I have just discovered why the wood veneer on the passenger side is a little worn in a particular area - the window seal leaks.

I was wondering why there was a spare new seal in the boot of the car when I bought it. :smile:

No idea if it is an MK10/420G one or a Mk2. I’ll measure tomorrow and see if I can emulate the tricks here to make it fit.

Cheers for all the pointers!

(tony) #16

dont think many people know about the MK2 trick, although I do see seal advertised to fit both!

the MKX horizontal section is ~1" shorter, so its easy to tell, by offering it up.

I will post a pic later showing some important minor details about where I cut

directly below the qtr vent is a vinyl covered panel on the front top inner door shut.
when I removed it, the door is rusted underneath…I advise you to check this area.

its a common rust area, hard to detect, (and hard to fix)

(Paul) #17

I took the wood cappings off the door and can see the lock nut. As mine are 420G rubbers I’ll attempt to remove the window and fit the rubber without cutting it.

I guess I’ll need lots of vaseline and a tub of hot water to make it slide in easily :wink:


(Paul) #18

Right, that did not go very well…

I undid the lock nut and managed not to lose it in the door, only to lose the second one as I was concentrating on not losing the washer and spring. It is a standard 8mm nut, so I will find another one.

§ Dataset extract:
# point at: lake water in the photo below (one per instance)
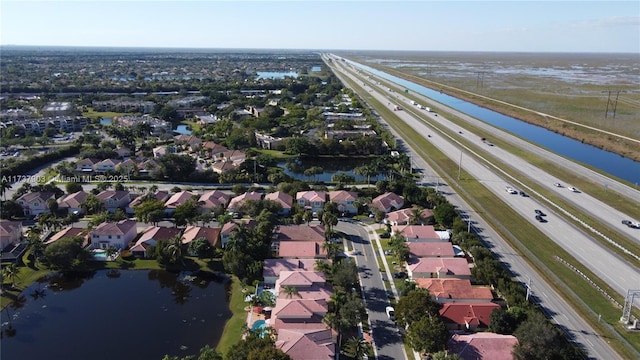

§ Work instructions:
A: List every numbered post header in the window seal forum thread, giving the poster's name and the post number for each.
B: In the window seal forum thread, how much shorter is the MKX horizontal section?
C: Carry on the window seal forum thread from the point where it stops.

§ Written responses:
A:
tony, #16
Paul, #17
Paul, #18

B: About one inch shorter.

C:
BUT, then I hit a snag. The pin is connected to a thick washer/ring that is secured with what looks like two grub screws. They are round and have a small hole in the top, but it is so small I cannot see if it is a hex opening or not, and my smallest allan key is way too big. I tried unscrewing with some pliers, but that didn’t work.

Any ideas?


(tony) #19

bro, you have not been paying attention ! :grinning:

go back to my post of ~14days ago, this issue is covered

it is a roll pin…you will need to knock it out front to back…the right size punch is needed,
de-point a nail if you dont have one

it is possible to carefully knock the pin back till the collar is free, but i strongly advise either a magnet, or assistant to hold it with curved needle nose pliers.

any item that drops into the door cannot usually be recovered.

(Paul) #20

Thank you.

Sorry, so many issues and so many questions… I really appreciate your patience!